TO DO »
Please locate each line in the rows below that contains the string "white", and copy every such line in full.

Begin INPUT DATA

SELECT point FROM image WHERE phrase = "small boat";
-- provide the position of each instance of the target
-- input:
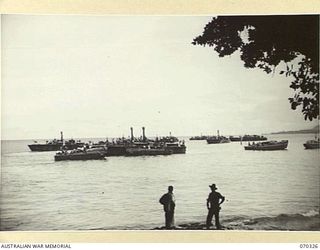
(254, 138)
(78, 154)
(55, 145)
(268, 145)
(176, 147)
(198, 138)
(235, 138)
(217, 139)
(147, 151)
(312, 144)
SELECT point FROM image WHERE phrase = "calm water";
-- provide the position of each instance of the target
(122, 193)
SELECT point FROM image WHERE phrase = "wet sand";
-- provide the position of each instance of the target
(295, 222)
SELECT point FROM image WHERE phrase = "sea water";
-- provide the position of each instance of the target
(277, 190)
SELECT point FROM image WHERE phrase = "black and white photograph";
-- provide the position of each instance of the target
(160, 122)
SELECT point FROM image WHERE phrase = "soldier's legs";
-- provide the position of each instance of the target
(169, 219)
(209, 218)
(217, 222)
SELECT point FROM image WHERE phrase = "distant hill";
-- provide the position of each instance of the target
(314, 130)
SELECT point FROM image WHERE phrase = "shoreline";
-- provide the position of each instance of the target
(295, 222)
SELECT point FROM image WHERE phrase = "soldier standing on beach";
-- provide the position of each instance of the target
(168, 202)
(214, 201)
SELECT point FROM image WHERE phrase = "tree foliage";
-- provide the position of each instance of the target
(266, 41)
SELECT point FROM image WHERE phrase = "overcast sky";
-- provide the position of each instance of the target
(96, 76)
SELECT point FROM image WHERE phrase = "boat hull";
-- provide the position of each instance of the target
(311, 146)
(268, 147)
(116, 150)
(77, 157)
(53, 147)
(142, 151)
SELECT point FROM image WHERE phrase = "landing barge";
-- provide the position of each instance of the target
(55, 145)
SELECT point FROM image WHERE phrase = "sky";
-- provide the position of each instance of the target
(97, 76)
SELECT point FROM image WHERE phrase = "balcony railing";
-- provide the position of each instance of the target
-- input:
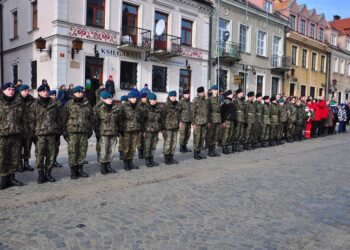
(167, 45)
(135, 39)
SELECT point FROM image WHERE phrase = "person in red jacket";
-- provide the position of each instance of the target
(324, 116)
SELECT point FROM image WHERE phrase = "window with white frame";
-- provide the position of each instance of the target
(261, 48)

End INPUT DATA
Begin INPUT DATA

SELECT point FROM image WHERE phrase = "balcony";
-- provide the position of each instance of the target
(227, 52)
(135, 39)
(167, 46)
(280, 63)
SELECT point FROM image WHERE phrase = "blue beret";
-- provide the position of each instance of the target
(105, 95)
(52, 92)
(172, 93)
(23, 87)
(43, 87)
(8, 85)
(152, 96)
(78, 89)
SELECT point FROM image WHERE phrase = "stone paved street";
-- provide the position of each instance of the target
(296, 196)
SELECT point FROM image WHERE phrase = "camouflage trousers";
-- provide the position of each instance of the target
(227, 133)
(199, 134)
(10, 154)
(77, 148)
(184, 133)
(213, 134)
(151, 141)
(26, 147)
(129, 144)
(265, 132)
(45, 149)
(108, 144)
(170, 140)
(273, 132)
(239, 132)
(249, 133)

End INPUT DATA
Begin INPUT DATA

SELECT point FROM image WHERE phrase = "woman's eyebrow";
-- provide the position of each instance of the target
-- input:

End INPUT DATA

RESPONSE BELOW »
SELECT point FROM image WHERE phrase = "black and white photograph";
SELECT point FROM image WHERE phrase = "window with white frame";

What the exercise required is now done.